Copy the entries below word for word, starting at the very beginning and ending with the line that contains "234, 110, 294]]".

>> Start

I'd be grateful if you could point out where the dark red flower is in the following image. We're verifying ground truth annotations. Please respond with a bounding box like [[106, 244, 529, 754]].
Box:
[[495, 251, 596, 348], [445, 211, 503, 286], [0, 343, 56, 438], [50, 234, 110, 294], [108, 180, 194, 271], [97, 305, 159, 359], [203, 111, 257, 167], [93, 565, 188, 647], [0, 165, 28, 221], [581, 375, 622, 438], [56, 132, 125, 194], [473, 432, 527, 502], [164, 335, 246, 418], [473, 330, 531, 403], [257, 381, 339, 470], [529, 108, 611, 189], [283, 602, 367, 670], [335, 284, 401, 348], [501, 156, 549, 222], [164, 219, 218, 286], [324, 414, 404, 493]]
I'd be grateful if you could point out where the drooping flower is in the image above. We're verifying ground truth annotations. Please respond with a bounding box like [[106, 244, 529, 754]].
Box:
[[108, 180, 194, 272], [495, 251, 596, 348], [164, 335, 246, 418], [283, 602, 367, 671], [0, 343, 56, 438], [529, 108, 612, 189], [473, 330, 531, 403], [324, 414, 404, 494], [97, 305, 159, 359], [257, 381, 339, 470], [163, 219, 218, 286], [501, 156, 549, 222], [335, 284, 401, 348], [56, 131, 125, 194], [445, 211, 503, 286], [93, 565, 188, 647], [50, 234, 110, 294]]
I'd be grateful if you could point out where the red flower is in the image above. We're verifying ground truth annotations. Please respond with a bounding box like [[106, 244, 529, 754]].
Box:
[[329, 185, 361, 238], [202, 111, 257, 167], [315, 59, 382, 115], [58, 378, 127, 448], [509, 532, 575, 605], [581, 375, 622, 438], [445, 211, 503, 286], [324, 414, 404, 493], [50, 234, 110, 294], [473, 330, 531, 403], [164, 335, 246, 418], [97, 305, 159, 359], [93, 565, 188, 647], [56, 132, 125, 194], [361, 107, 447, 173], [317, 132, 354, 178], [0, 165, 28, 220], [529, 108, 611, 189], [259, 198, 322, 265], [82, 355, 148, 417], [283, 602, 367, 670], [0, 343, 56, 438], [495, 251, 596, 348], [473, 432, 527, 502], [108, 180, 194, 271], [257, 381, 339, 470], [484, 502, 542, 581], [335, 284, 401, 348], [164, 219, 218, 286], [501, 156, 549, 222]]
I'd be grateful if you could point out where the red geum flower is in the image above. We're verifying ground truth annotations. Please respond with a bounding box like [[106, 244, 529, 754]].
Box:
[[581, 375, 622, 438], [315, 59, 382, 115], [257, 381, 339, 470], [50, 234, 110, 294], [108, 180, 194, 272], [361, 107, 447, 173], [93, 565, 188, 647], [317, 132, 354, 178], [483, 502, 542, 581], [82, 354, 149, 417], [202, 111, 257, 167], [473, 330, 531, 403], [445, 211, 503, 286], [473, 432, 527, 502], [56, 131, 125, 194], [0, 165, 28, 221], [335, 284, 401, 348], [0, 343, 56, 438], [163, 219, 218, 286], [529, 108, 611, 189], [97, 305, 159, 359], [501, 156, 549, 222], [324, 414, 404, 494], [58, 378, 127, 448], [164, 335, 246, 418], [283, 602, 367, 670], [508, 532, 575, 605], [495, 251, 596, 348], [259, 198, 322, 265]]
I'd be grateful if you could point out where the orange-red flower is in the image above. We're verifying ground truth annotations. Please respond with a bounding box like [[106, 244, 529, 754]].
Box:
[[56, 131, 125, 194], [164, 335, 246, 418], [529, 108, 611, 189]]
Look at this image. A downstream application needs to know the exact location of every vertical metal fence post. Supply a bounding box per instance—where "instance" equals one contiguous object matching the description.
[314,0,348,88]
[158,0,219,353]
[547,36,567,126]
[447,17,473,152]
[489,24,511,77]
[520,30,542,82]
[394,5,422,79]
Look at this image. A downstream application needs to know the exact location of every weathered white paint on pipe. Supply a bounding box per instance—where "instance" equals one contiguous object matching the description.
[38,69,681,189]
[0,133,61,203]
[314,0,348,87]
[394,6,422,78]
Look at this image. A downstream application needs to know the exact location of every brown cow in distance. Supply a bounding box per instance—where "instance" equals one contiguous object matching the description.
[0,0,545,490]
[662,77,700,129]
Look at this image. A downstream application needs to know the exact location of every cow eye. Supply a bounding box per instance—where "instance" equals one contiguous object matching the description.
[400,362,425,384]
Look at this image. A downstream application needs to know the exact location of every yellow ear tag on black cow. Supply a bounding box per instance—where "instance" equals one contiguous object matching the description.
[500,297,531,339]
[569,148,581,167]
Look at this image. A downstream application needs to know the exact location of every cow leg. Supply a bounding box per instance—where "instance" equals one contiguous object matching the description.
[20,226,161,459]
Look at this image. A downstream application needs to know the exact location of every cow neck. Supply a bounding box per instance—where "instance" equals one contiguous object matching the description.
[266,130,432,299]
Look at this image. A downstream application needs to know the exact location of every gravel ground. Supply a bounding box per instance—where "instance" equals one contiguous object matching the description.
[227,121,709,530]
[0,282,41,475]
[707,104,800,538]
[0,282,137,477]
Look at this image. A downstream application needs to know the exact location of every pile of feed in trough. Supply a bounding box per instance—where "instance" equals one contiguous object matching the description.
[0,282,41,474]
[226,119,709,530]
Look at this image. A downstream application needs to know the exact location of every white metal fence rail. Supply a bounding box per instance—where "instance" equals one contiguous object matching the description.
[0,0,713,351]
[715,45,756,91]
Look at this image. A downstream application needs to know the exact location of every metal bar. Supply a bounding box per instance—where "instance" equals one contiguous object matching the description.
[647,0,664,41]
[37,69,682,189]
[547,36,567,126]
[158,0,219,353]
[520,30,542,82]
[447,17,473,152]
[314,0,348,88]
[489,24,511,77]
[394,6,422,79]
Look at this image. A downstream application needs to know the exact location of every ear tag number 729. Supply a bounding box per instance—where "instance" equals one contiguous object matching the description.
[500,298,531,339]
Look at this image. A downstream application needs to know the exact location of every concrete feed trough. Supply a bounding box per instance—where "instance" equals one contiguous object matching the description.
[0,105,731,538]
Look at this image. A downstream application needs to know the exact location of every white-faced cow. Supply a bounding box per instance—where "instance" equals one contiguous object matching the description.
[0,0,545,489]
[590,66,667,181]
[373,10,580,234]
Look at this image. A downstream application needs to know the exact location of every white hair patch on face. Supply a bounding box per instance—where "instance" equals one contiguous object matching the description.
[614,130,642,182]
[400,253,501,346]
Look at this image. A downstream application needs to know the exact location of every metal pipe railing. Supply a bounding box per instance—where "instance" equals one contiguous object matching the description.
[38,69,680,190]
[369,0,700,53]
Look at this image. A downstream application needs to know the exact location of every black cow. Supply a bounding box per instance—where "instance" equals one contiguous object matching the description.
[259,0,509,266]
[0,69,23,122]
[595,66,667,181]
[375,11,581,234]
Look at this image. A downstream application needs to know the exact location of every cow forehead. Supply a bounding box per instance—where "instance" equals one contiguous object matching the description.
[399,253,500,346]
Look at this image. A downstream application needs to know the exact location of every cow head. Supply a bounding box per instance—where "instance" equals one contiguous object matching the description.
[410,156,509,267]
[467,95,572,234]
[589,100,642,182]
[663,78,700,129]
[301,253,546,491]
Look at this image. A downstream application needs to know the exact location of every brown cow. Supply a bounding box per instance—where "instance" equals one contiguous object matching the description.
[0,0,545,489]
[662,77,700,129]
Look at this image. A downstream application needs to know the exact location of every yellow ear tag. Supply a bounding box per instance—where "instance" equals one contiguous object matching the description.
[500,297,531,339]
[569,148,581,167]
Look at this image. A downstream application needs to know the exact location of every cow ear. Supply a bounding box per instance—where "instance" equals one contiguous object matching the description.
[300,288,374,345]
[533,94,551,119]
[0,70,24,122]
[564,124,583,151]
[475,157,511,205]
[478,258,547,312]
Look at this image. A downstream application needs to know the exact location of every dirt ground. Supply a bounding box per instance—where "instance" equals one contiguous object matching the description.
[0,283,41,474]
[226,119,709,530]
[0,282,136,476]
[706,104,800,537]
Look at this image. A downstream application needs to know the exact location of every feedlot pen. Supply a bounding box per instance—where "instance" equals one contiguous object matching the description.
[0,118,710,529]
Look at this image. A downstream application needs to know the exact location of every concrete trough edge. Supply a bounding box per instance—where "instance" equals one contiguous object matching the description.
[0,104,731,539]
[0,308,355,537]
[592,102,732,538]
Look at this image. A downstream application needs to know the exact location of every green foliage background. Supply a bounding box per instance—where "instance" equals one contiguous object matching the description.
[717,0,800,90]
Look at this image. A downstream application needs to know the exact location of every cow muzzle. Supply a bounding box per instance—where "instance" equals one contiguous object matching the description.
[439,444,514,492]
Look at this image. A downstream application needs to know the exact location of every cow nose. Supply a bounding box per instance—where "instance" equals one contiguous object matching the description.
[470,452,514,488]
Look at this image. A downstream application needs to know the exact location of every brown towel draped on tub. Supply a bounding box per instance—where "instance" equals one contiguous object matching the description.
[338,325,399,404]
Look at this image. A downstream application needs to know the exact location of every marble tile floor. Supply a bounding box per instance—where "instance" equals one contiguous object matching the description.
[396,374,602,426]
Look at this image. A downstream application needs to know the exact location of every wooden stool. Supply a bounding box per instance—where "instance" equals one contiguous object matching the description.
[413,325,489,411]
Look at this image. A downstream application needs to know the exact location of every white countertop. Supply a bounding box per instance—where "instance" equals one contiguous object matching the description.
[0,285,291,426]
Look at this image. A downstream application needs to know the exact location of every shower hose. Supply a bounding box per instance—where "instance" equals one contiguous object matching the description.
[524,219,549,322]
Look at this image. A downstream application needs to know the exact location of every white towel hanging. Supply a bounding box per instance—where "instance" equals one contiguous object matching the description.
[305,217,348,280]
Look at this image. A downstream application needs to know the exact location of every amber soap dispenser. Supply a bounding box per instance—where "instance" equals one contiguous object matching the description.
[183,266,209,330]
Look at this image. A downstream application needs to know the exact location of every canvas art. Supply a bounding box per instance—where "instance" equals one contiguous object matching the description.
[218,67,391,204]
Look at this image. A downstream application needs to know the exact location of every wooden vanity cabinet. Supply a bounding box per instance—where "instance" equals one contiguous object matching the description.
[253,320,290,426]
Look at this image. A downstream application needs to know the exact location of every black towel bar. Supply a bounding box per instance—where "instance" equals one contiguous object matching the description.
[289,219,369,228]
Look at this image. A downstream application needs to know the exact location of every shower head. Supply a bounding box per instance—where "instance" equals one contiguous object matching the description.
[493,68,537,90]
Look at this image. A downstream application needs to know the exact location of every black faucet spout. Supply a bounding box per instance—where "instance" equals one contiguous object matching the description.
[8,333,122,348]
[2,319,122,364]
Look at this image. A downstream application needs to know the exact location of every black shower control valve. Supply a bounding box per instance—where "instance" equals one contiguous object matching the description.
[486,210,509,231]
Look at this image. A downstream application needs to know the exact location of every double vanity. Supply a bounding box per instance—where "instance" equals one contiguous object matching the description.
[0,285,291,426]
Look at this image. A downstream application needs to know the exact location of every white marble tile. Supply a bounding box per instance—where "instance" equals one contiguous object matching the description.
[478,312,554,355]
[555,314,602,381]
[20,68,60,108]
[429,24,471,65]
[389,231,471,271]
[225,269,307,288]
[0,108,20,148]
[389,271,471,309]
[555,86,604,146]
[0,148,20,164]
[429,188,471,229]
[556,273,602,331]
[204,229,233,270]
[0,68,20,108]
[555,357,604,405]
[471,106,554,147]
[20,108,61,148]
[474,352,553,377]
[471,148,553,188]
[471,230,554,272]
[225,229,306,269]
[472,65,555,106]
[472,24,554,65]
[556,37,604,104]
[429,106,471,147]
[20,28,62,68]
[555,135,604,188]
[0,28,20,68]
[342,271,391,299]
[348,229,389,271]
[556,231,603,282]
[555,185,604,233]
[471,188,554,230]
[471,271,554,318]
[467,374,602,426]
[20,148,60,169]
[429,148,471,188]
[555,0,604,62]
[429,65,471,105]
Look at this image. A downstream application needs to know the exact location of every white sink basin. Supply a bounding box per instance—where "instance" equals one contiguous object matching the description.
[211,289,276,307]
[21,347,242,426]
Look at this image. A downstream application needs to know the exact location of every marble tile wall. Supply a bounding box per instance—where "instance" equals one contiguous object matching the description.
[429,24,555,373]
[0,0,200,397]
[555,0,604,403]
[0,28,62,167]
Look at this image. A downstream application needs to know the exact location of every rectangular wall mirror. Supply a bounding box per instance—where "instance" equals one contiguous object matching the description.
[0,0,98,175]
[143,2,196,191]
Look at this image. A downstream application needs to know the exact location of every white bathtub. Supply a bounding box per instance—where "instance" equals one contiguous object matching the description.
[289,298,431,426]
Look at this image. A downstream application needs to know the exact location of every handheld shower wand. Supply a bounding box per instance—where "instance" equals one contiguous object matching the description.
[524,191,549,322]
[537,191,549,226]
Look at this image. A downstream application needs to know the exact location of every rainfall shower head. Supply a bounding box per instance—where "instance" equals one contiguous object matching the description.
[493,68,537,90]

>> End

**Exercise response**
I'd be grateful if you could point out where the dark red flower is in the following image. We're verifying ground truth annotations. Please respond with a bounding box like [[106, 244, 529, 754]].
Box:
[[495, 251, 596, 348], [445, 211, 503, 286], [0, 343, 56, 438], [50, 234, 110, 294], [108, 180, 194, 271], [97, 305, 159, 359], [203, 111, 257, 167], [93, 565, 188, 647], [0, 165, 28, 221], [581, 375, 622, 438], [56, 132, 125, 194], [473, 432, 527, 502], [164, 335, 246, 418], [473, 330, 531, 403], [257, 381, 339, 470], [529, 108, 611, 189], [283, 602, 367, 670], [335, 284, 401, 348], [501, 156, 549, 222], [164, 219, 218, 286], [324, 414, 404, 493]]
I'd be grateful if you could point out where the drooping flower is in the image above. We're verifying ground truth annotations. Please respond with a bounding box like [[106, 244, 529, 754]].
Box:
[[108, 180, 194, 272], [495, 251, 596, 348], [164, 335, 246, 418], [283, 602, 367, 671], [0, 343, 56, 438], [529, 108, 612, 189], [473, 330, 531, 403], [324, 414, 404, 494], [97, 305, 159, 359], [257, 381, 339, 470], [163, 219, 218, 286], [501, 156, 549, 222], [335, 284, 401, 348], [56, 131, 125, 194], [445, 211, 503, 286], [93, 565, 188, 647], [50, 234, 110, 294]]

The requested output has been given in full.